_Sobre o exercício_
Dê continuidade ao trecho sobre o filme Cidade dos Sonhos, de David Lynch, começando logo depois da sua última frase.

_Trecho para leitura_
□ □ □ □
Na época do lançamento de Cidade dos Sonhos (Mulholland Drive) nos cinemas, os jornais e revistas dedicaram um espaço gigantesco a tentativas de interpretação que dessem ao filme de David Lynch uma coesão e um sentido que ele absolutamente não tem. O que leva a pensar que o cinema - não na sua linguagem, naturalmente, mas na sua relação com o público, na sua "recepção" - está muito atrasado em relação, por exemplo, às artes plásticas e a literatura, onde as diversas rupturas modernistas libertaram há tempos a obra de arte da necessidade de apresentar unidade e coerência. Neste sentido, a perplexidade que o filme gerou parece tão antiquada e obsoleta quanto um eventual sentimento de escândalo diante de um quadro da fase cubista de Picasso, por exemplo. O cinema de David Lynch em geral, e Cidade dos Sonhos em particular, propõe ao espectador uma experiência de fruição, e não de interpretação.
□ □ □ □
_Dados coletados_
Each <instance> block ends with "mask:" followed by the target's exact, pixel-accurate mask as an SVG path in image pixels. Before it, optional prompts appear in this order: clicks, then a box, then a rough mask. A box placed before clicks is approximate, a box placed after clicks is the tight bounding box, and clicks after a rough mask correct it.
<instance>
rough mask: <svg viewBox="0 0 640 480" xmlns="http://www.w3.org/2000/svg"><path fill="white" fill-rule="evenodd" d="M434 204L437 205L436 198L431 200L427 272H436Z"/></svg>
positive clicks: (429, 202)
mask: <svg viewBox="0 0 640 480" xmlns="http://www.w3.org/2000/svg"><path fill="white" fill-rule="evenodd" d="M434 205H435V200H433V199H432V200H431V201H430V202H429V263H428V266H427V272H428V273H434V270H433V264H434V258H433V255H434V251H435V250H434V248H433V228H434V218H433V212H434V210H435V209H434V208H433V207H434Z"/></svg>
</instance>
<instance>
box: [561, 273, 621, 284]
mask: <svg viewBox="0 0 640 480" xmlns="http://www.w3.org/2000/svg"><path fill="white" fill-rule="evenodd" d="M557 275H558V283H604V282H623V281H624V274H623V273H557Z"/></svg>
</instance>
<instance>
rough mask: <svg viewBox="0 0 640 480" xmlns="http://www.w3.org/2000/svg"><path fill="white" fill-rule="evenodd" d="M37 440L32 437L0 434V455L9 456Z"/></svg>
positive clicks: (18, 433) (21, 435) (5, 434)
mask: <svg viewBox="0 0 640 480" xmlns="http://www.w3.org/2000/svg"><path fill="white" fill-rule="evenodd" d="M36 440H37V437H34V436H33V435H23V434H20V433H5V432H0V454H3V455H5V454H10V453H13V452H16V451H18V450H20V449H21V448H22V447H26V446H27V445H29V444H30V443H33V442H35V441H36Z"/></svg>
□ □ □ □
_Seção de resposta_
Já nos créditos de abertura e na seqüência inicial, sublinhada pela trilha sonora sombria e hipnotizante de Angelo Badalamenti, fica claro que estamos diante de um filme que pretende falar mais aos sentidos que a razão, e que se dirige ao inconsciente do espectador. O suspense e a estranheza são produzidos mais pela atmosfera criada que pelas armadilhas convencionais dos enredos, que ocultam até o último segundo a chave de um enigma. David Lynch caminha no sentido inverso: começa contando uma história aparentemente linear, e da metade para o fim embaralha tudo, numa viagem alucinante. É claro que esta impressão de que falta uma explicação que amarre a narrativa tem a ver com o fato de Cidade dos Sonhos ter sido pensado, originalmente, como piloto de um seriado de TV que não vingou. Daí a pletora de tramas paralelas, de personagens e episódios isolados que aparecem e somem.



Curiosamente, a divisão do DVD em "capítulos" sublinha este caráter de colcha de retalhos do filme: os diversos núcleos são coerentes em si, o que falta são os elos que dêem ao conjunto um sentido global. Por exemplo a seqüência do sujeito que assassina o amigo a tiros (e depois se vê obrigado a matar mais duas pessoas, por uma sucessão de trapalhadas) para roubar seu caderninho de telefones é ótima, mas parece fazer parte de outro filme. Numa longa temporada televisiva, Lynch possivelmente teria dado um jeito de ordenar as peças do quebra-cabeças. Ou não: basta pensarmos em Twin Peaks, que despertou uma controvérsia semelhante quando foi ao ar: muita gente continua sem saber até hoje quem matou Laura Palmer.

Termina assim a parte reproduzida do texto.